Extracted data entries =>
== Segment start ==

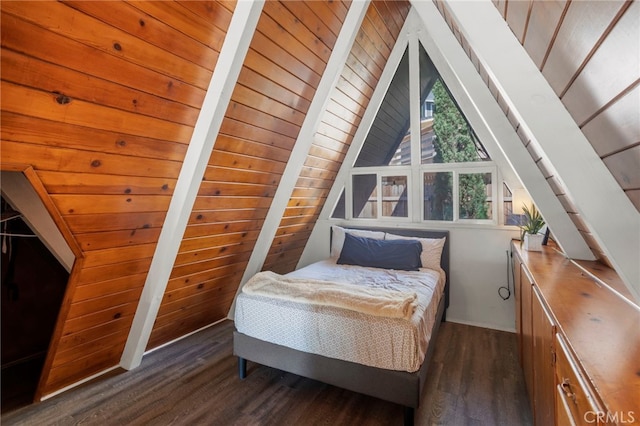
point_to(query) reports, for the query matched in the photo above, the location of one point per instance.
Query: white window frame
(415, 172)
(380, 172)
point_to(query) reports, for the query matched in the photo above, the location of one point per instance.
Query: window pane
(365, 193)
(438, 196)
(394, 196)
(475, 195)
(455, 141)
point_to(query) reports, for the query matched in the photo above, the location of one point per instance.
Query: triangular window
(420, 148)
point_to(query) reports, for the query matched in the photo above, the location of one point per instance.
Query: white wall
(478, 269)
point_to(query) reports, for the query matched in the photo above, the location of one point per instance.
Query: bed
(332, 343)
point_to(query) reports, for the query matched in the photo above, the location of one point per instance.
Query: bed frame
(399, 387)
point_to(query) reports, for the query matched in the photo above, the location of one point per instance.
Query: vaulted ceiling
(176, 160)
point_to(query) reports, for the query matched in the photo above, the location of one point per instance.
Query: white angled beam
(612, 219)
(224, 78)
(314, 115)
(365, 124)
(492, 126)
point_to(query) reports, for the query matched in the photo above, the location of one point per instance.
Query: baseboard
(482, 325)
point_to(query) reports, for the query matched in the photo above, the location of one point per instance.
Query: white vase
(533, 242)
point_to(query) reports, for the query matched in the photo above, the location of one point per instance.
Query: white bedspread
(368, 300)
(335, 332)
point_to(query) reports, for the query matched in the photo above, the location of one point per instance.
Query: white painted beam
(328, 82)
(319, 233)
(612, 219)
(224, 78)
(492, 126)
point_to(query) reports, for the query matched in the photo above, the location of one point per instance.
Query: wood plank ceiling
(99, 101)
(588, 52)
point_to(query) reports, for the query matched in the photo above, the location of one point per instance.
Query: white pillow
(337, 237)
(431, 249)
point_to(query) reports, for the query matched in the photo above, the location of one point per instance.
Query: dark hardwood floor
(474, 379)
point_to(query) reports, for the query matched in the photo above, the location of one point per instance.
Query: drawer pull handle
(566, 388)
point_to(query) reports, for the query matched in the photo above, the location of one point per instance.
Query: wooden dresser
(579, 340)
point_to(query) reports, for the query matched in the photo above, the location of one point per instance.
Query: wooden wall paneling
(74, 160)
(583, 26)
(283, 66)
(104, 117)
(77, 85)
(372, 47)
(101, 36)
(28, 38)
(93, 183)
(517, 16)
(594, 88)
(167, 34)
(544, 21)
(58, 107)
(44, 132)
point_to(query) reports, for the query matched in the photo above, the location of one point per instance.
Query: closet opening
(33, 281)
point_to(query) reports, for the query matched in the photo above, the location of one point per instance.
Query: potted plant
(533, 223)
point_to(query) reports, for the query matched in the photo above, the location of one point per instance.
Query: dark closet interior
(33, 285)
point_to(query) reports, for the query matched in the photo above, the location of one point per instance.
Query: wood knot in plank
(62, 99)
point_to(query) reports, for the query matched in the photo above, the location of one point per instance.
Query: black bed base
(399, 387)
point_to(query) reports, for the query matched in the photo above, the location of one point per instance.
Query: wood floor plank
(474, 379)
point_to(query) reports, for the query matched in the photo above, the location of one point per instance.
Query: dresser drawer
(575, 399)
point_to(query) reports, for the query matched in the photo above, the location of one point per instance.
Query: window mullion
(415, 212)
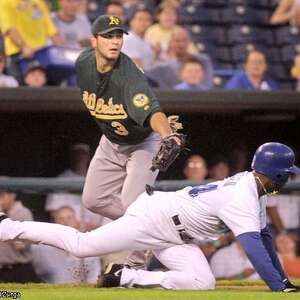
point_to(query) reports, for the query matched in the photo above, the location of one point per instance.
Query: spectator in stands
(5, 80)
(79, 159)
(295, 71)
(253, 77)
(75, 29)
(35, 76)
(166, 72)
(135, 45)
(115, 8)
(192, 75)
(159, 34)
(26, 26)
(57, 266)
(231, 262)
(131, 5)
(195, 168)
(15, 257)
(288, 255)
(218, 168)
(287, 11)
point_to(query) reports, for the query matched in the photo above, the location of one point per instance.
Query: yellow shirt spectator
(30, 18)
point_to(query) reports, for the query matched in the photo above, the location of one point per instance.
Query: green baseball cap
(105, 23)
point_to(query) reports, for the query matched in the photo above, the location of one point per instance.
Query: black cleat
(3, 216)
(111, 276)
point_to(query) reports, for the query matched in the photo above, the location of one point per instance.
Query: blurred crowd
(182, 45)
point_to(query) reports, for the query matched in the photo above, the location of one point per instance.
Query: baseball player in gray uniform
(119, 99)
(173, 223)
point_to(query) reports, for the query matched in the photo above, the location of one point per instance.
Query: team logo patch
(141, 100)
(113, 20)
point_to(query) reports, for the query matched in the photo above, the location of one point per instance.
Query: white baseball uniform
(169, 223)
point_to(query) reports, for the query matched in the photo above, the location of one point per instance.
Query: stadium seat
(288, 52)
(216, 34)
(242, 14)
(278, 71)
(287, 85)
(206, 3)
(266, 4)
(224, 54)
(287, 35)
(243, 34)
(207, 48)
(195, 14)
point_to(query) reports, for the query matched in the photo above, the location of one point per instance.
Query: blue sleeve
(260, 259)
(269, 245)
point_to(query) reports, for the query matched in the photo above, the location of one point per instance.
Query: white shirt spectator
(74, 31)
(54, 265)
(138, 48)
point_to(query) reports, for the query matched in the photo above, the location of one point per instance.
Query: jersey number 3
(120, 129)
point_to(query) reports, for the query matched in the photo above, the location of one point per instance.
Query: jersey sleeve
(241, 215)
(140, 99)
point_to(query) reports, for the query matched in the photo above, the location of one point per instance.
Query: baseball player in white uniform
(173, 223)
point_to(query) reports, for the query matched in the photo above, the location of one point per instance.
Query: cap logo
(113, 20)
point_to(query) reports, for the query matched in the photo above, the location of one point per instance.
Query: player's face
(109, 45)
(195, 168)
(274, 188)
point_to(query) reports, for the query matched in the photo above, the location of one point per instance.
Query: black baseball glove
(170, 148)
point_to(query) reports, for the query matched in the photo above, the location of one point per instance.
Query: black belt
(181, 230)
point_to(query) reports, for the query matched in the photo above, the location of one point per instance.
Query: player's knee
(207, 282)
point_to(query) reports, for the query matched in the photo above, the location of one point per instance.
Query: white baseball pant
(188, 267)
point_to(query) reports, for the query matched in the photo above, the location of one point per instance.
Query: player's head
(276, 162)
(107, 37)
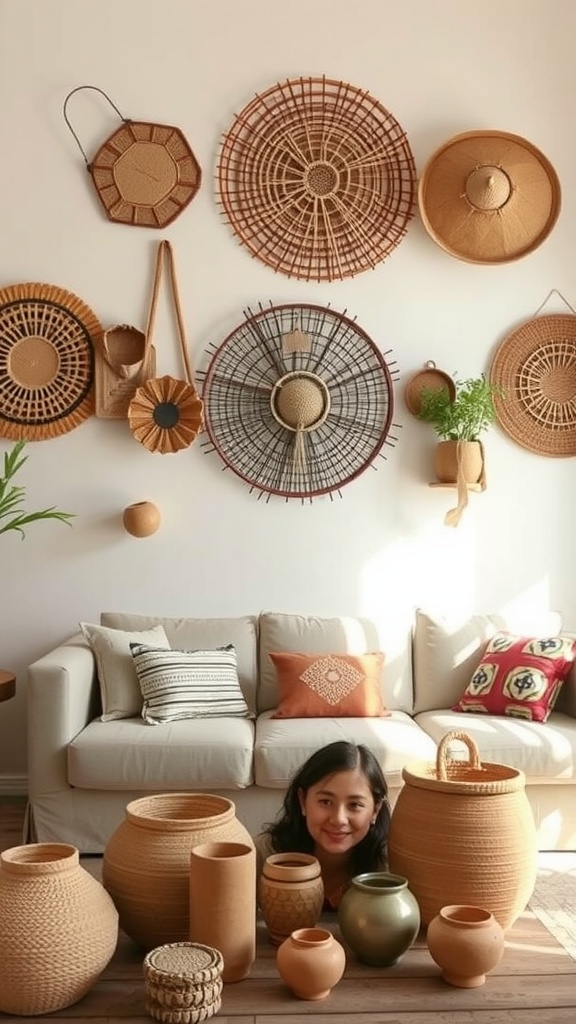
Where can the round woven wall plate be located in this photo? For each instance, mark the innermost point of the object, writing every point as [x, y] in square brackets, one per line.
[535, 367]
[297, 400]
[489, 197]
[47, 339]
[317, 179]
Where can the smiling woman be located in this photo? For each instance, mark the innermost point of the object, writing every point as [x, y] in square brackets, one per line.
[336, 809]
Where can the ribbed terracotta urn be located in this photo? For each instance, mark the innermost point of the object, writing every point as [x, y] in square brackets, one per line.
[290, 893]
[58, 929]
[466, 942]
[146, 866]
[462, 832]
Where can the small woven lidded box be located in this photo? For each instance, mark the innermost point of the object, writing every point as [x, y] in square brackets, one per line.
[183, 983]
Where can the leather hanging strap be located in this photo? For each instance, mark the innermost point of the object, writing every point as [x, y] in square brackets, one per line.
[165, 251]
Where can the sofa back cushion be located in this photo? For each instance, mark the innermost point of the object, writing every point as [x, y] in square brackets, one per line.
[343, 635]
[447, 651]
[204, 634]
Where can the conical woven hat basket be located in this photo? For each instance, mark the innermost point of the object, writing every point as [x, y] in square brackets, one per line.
[462, 832]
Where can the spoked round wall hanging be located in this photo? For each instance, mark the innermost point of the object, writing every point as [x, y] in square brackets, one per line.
[317, 179]
[298, 400]
[47, 338]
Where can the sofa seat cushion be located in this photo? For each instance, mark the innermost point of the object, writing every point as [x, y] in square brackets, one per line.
[545, 753]
[192, 754]
[283, 744]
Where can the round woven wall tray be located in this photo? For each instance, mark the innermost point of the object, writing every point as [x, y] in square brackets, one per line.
[317, 179]
[47, 338]
[489, 197]
[298, 400]
[429, 378]
[535, 367]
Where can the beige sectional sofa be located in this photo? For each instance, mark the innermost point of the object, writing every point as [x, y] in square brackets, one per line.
[83, 771]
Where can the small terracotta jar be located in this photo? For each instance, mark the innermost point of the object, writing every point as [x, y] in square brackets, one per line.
[141, 518]
[311, 961]
[290, 893]
[465, 942]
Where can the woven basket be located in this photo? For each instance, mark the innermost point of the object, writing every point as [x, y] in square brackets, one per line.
[462, 832]
[146, 865]
[182, 982]
[58, 929]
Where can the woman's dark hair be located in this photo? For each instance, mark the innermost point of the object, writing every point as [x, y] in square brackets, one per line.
[289, 833]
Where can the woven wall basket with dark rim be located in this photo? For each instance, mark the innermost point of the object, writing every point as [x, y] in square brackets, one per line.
[298, 400]
[535, 367]
[47, 340]
[317, 179]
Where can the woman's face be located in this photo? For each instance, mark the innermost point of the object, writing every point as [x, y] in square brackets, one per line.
[339, 810]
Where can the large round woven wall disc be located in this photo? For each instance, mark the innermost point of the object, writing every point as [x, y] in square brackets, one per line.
[317, 179]
[535, 367]
[297, 400]
[47, 339]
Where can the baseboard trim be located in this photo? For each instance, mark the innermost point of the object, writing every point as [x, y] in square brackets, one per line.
[13, 785]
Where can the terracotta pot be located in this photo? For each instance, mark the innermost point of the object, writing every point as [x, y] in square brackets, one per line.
[290, 893]
[222, 903]
[378, 918]
[465, 457]
[141, 518]
[146, 865]
[465, 942]
[311, 961]
[58, 929]
[462, 832]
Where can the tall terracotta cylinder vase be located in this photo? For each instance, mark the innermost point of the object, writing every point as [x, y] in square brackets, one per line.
[146, 866]
[58, 929]
[222, 903]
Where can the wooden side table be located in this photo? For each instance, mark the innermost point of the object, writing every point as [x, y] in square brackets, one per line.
[7, 685]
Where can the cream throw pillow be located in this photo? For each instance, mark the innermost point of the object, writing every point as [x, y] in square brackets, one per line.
[120, 689]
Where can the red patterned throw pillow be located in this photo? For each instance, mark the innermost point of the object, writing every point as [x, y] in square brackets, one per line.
[329, 685]
[520, 677]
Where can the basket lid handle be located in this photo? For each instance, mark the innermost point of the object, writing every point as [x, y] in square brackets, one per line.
[442, 754]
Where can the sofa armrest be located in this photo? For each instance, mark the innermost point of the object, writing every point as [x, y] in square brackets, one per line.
[62, 697]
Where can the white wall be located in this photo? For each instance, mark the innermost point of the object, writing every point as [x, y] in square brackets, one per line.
[441, 67]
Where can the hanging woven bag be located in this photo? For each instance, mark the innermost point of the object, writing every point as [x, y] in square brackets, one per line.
[166, 413]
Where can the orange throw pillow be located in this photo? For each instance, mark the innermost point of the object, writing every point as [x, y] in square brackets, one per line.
[329, 685]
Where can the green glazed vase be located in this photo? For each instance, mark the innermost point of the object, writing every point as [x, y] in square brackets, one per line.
[378, 918]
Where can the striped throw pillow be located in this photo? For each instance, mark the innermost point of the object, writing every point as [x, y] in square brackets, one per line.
[178, 684]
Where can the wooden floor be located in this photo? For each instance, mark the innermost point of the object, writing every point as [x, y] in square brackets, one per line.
[535, 982]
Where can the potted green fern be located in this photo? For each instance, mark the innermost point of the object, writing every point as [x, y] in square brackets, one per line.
[460, 422]
[12, 512]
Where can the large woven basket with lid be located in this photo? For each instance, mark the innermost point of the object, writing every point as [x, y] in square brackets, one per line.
[462, 832]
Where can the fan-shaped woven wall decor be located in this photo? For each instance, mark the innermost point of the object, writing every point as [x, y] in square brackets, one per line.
[47, 338]
[317, 179]
[535, 367]
[297, 400]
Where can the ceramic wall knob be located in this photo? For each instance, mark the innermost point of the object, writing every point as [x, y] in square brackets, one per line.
[141, 518]
[311, 961]
[466, 942]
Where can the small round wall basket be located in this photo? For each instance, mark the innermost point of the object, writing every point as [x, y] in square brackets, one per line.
[47, 339]
[535, 367]
[298, 400]
[317, 179]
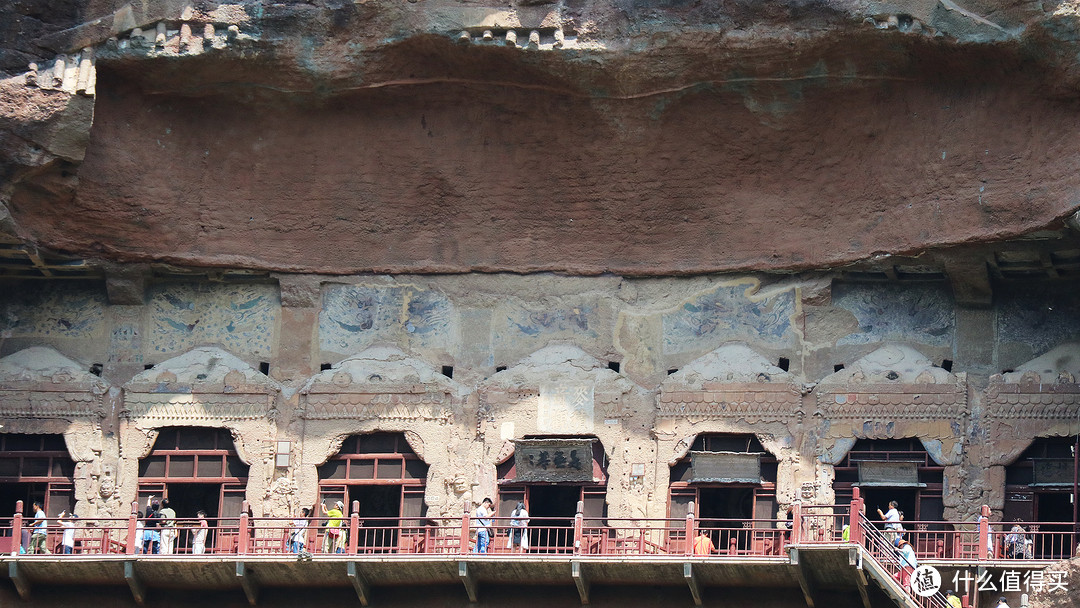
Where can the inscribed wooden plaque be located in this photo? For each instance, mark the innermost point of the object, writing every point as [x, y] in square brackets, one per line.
[1053, 471]
[726, 467]
[553, 460]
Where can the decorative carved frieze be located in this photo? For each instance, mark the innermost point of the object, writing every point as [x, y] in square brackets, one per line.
[751, 402]
[50, 404]
[378, 406]
[1033, 402]
[200, 407]
[892, 402]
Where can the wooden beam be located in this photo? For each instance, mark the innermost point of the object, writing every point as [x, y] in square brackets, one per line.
[691, 581]
[800, 573]
[581, 581]
[16, 576]
[248, 582]
[359, 583]
[467, 580]
[138, 590]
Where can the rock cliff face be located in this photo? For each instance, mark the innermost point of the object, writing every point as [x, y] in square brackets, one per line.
[630, 136]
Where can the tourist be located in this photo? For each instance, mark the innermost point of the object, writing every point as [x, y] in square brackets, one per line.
[67, 540]
[892, 524]
[907, 563]
[703, 544]
[1017, 545]
[167, 528]
[335, 536]
[151, 542]
[518, 534]
[199, 539]
[40, 527]
[482, 524]
[139, 531]
[299, 536]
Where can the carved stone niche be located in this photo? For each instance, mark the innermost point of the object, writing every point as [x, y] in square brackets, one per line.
[205, 386]
[1040, 397]
[40, 382]
[561, 389]
[893, 384]
[732, 382]
[381, 383]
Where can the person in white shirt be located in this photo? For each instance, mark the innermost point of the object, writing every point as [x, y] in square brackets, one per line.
[892, 524]
[67, 541]
[299, 536]
[40, 527]
[199, 539]
[482, 524]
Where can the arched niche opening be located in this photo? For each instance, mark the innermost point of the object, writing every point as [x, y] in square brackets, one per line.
[385, 475]
[34, 469]
[887, 470]
[197, 469]
[1041, 488]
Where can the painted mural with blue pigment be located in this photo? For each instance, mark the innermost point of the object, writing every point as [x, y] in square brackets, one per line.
[50, 310]
[730, 312]
[354, 316]
[240, 319]
[1040, 319]
[514, 325]
[907, 312]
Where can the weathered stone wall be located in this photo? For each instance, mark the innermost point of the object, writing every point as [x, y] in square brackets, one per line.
[389, 338]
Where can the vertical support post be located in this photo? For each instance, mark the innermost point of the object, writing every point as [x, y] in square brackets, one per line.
[245, 524]
[464, 530]
[796, 523]
[688, 550]
[16, 528]
[855, 518]
[984, 534]
[354, 528]
[133, 540]
[579, 521]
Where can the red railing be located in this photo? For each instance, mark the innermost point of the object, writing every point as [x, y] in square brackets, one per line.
[607, 537]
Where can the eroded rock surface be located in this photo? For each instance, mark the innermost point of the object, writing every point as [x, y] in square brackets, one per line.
[632, 137]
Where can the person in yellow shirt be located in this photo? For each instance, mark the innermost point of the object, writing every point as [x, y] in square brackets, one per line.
[703, 544]
[335, 535]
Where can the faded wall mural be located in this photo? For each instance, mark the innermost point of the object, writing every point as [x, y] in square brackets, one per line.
[354, 316]
[906, 312]
[241, 319]
[53, 311]
[730, 312]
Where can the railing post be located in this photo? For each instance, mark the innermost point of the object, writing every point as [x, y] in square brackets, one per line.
[133, 540]
[796, 523]
[984, 532]
[579, 521]
[245, 524]
[354, 528]
[464, 530]
[854, 518]
[690, 536]
[16, 528]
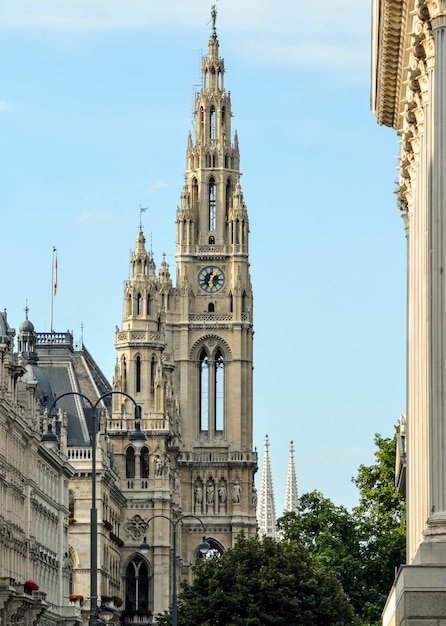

== Segment end ==

Exercise objective =>
Beginning with the line where "Where can the eroded" appears, restate word for word every line down to the last one in the data, but keep the pictures out.

Result for this task =>
Where can the eroded rock surface be located in this photo? For each instance, mark the innermost point of the object, writing every point as [x, y] in square brackets, one per line.
[632, 137]
Where can the person in yellow shirt be located in this photo? For each instance, mark the innermost point of the object, writing every point as [x, y] in square brackets, one per line.
[703, 544]
[335, 535]
Where can the faded wall mural be located in this photo? For each instance, mark the innermost point of the object, writing every point as [x, y] in square brackets, one per line.
[354, 316]
[906, 312]
[241, 319]
[53, 311]
[730, 312]
Where can the railing post be located in this photo? For each instance, mark the innermost point of the object, writing every point as [x, y] in square brackets, one per line.
[133, 540]
[796, 523]
[984, 532]
[579, 521]
[245, 524]
[354, 528]
[464, 530]
[854, 518]
[690, 536]
[16, 528]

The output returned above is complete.